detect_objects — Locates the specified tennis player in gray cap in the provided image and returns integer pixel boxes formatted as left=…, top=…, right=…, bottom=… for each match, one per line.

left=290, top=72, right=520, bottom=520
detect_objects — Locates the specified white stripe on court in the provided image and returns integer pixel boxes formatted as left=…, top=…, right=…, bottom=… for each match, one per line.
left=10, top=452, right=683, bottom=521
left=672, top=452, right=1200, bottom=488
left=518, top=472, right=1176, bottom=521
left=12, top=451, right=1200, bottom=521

==========

TASK: Rewrite both entries with "Locates" changed to "Finds" wherever it occurs, and leave everything else as it is.

IN RESPONSE:
detect_objects — Finds the specified tennis player in gray cap in the provided image and returns integer pixel boxes formatted as left=…, top=…, right=…, bottom=… for each match, one per line.

left=290, top=72, right=520, bottom=520
detect_objects — Finds the specified white stripe on court in the provided image and returns integer pixel boxes formatted as left=…, top=…, right=…, bottom=… for each match, one per line.
left=10, top=452, right=683, bottom=521
left=672, top=452, right=1200, bottom=488
left=518, top=472, right=1176, bottom=521
left=12, top=451, right=1200, bottom=521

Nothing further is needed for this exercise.